_Excerpt:_
- - -
Babylon has pledged £75m to develop artificial intelligence that will help GPs diagnose and manage chronic conditions, the private health provider has announced.
The funding will go towards building a workforce of over 1,000 scientists, engineers and clinicians to expand Babylon’s digital offering into chronic disease management.
Babylon CEO Dr Ali Parsa said a shortage of healthcare providers has meant that ‘sometimes those who are most in need – such as people with chronic conditions like mental health or diabetes – do not receive the consistent care they deserve’.
He added that AI ‘has the potential to improve the capacity of our healthcare professionals to safely care for more patients’.
According to the latest workforce figures the NHS has lost nearly 5,000 GP partners in a decade and 523 full-time equivalent GPs in since March.
He told Pulse that the Babylon app’s symptom checker ‘will expand into chronic disease management so we can assess [patients] for chronic diseases and we can also in addition to that manage the chronic diseases’.
Dr Parsa said: ‘What [those with chronic diseases] find is that when they see a doctor it’s fine but all other times they’re left alone. So we can monitor them.
‘If you are suicidal and you are chronically depressed, if you spend three days at home and if you are looking through your phone more than usual, we know that you’re more likely to attempt suicide.
- - -
Records from a dataset:
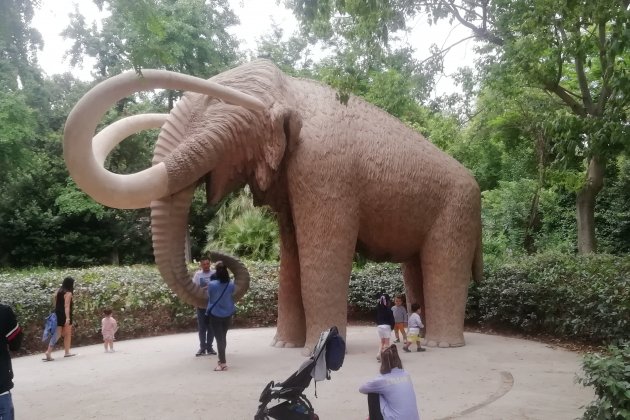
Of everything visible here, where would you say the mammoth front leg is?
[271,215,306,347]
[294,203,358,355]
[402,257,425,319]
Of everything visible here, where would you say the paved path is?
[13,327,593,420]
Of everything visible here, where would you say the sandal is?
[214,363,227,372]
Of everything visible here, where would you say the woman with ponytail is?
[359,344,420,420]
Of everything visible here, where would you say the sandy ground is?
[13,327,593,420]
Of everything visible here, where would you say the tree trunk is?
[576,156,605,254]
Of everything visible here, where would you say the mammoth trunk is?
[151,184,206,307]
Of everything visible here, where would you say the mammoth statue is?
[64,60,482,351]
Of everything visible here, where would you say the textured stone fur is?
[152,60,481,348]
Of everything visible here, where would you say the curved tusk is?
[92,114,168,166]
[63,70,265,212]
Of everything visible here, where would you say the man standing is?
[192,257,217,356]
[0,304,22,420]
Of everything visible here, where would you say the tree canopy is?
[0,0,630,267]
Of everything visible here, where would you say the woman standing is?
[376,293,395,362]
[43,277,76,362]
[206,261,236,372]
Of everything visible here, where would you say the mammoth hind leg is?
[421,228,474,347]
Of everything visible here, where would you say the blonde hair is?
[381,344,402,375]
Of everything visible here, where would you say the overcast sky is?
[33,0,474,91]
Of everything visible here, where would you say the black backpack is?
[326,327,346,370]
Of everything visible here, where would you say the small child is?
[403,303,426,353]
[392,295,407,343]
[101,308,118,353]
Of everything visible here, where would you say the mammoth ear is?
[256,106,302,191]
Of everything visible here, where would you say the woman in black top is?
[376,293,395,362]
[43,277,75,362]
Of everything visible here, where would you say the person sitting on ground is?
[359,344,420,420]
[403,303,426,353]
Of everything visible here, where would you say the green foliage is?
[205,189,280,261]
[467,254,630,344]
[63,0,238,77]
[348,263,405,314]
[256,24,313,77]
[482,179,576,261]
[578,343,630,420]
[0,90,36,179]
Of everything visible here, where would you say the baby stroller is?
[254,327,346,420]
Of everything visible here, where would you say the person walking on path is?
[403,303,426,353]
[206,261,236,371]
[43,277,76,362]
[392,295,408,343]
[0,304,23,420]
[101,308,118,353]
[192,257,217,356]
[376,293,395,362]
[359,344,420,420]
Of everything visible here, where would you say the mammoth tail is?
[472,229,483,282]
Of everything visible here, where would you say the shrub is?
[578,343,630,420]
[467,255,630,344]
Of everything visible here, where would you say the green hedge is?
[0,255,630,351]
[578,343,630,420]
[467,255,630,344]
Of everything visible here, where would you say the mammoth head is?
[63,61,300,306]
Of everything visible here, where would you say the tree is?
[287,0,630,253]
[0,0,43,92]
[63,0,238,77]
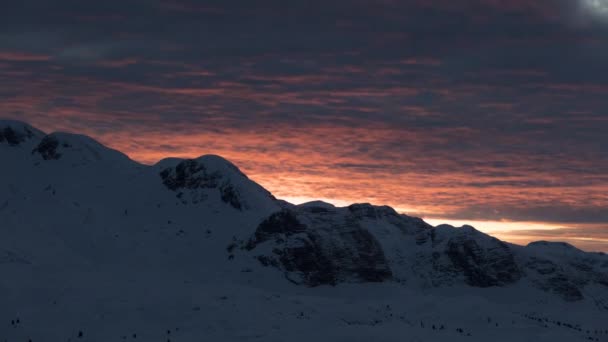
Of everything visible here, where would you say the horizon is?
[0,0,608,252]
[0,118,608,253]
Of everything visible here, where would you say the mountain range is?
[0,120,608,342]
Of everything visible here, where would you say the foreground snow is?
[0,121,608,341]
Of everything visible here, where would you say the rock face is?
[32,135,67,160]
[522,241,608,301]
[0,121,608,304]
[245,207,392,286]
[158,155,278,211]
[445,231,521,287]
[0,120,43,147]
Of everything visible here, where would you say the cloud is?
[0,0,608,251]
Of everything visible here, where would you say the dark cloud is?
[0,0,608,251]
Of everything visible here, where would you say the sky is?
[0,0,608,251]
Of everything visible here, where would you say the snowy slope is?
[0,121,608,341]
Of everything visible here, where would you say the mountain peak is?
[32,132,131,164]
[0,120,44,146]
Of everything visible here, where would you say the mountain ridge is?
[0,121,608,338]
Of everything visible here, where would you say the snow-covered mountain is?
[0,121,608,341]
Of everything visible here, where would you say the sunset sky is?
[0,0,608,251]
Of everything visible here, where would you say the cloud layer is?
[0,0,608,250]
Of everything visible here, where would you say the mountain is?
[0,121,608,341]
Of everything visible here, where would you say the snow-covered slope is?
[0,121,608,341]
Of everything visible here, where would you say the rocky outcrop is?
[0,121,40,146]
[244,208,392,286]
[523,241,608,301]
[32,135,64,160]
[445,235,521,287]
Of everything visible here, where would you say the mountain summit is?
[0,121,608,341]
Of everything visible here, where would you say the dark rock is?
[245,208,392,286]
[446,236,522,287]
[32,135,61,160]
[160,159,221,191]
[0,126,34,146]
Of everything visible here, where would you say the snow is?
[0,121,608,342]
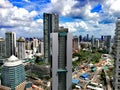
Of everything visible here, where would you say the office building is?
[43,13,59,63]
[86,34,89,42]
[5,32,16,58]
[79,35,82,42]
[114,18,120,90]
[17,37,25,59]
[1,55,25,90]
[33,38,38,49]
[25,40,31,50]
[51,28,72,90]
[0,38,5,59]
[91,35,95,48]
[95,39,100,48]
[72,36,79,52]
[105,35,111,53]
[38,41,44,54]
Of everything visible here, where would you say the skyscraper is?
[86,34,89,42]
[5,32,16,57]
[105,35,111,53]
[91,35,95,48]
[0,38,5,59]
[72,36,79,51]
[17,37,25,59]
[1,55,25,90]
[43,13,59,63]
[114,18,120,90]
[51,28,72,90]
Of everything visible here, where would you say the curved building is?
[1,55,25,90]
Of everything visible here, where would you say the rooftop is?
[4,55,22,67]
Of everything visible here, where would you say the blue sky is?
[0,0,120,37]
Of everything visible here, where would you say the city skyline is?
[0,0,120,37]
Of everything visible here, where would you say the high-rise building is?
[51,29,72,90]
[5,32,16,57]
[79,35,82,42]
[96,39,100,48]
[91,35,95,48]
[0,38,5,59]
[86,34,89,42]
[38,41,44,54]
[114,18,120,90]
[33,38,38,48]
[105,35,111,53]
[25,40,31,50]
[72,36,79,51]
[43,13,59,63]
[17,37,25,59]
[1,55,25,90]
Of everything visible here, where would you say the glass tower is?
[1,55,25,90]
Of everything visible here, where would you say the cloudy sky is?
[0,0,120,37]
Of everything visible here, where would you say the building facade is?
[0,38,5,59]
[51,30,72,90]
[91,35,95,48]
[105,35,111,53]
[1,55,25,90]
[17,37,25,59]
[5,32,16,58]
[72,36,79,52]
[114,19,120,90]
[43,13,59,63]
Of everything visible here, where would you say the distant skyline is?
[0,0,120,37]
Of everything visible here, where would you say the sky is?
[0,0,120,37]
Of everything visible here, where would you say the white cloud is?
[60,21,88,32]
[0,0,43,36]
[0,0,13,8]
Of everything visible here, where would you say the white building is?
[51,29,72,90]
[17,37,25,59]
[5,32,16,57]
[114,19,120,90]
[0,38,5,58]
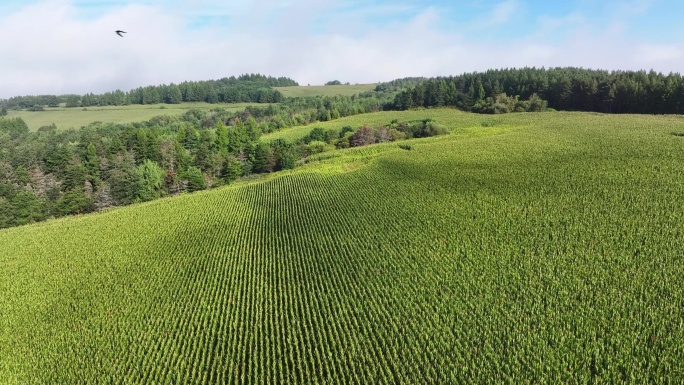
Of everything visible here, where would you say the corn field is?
- - -
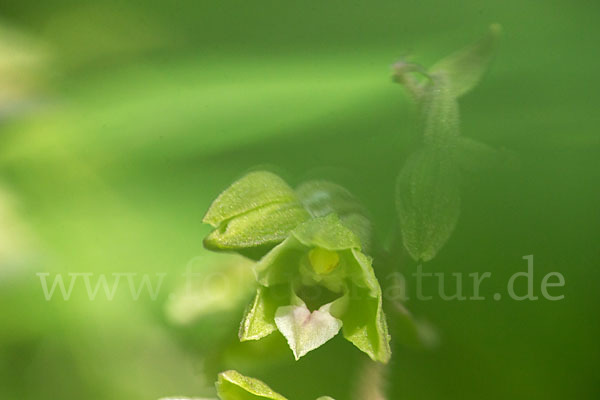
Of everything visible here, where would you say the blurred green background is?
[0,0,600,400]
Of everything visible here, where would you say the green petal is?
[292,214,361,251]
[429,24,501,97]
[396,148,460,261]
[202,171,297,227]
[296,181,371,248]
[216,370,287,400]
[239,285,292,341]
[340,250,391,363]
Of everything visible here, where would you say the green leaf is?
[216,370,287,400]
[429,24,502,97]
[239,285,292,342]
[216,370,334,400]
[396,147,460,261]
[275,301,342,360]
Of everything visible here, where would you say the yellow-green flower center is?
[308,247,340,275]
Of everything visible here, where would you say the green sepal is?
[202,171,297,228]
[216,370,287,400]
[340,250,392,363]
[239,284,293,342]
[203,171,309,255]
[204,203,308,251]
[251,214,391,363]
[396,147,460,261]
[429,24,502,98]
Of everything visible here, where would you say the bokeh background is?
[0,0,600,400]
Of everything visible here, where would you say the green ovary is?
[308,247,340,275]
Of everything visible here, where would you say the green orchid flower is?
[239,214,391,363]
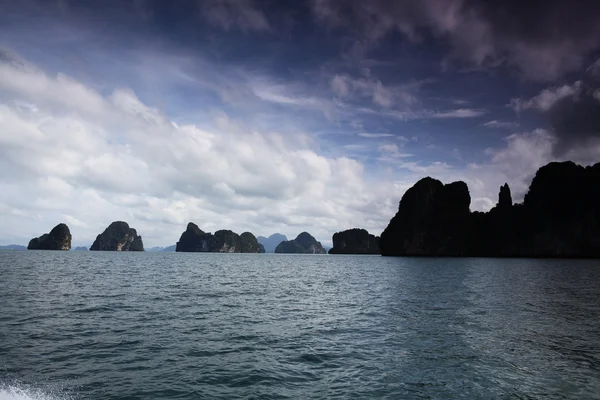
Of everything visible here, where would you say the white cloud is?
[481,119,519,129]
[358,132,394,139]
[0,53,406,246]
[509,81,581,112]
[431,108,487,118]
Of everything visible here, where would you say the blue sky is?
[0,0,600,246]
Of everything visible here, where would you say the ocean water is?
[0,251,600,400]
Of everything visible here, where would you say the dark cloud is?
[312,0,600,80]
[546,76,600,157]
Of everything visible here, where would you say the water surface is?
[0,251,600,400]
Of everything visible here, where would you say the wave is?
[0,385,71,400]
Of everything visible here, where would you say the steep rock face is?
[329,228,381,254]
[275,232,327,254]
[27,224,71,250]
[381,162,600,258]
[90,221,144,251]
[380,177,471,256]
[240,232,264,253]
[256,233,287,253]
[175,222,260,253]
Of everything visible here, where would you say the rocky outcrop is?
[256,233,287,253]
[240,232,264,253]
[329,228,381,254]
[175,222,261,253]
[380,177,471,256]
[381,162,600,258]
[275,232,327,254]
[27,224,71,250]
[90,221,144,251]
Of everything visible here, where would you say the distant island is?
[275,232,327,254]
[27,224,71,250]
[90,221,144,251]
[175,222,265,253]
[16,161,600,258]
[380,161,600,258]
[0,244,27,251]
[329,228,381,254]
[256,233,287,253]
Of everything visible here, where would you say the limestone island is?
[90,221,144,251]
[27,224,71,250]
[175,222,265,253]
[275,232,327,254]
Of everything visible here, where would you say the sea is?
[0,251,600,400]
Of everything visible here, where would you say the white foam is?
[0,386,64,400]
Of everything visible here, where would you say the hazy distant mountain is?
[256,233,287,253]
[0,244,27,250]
- - -
_Set of tasks:_
[a] In the article on Babylon's AI funding, why does Dr Ali Parsa say patients with chronic diseases need to be monitored? Answer in one to three sentences.
[b] Take the article on Babylon's AI funding further, starting right after its last sentence.
The records are not needed for anything that comes next.

_Results for the exercise:_
[a] He says that when people with chronic diseases see a doctor it is fine, but all other times they are left alone. Monitoring them through the app would cover those other times.

[b]
‘But the only time we know is when you have attempted it and ended up in A&E. But we could intervene. We could say – hey, I notice you’re at home a little bit, can I help you?’
Head of primary care and public health at Imperial College London Professor Azeem Majeed told Pulse that AI ‘has a lot of potential in healthcare, including in primary care’ and with the shortage of doctors, ‘if some of their work can be taken on by AI-based tools, this would help relieve some of the pressures’.
However, he added: ‘AI would also need considerable evaluation before it could be rolled out into routine clinical practice.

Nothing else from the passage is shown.